_Work request_. Your answer should hold exactly the lines from the one with "x=667, y=59" through the final line of the data below, reproduced as written.

_Material supplied_.

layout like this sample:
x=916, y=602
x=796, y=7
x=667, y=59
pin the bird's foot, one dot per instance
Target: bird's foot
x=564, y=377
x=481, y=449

_Answer space_.
x=667, y=59
pin the bird's foot, one dot per instance
Target: bird's foot
x=564, y=377
x=481, y=449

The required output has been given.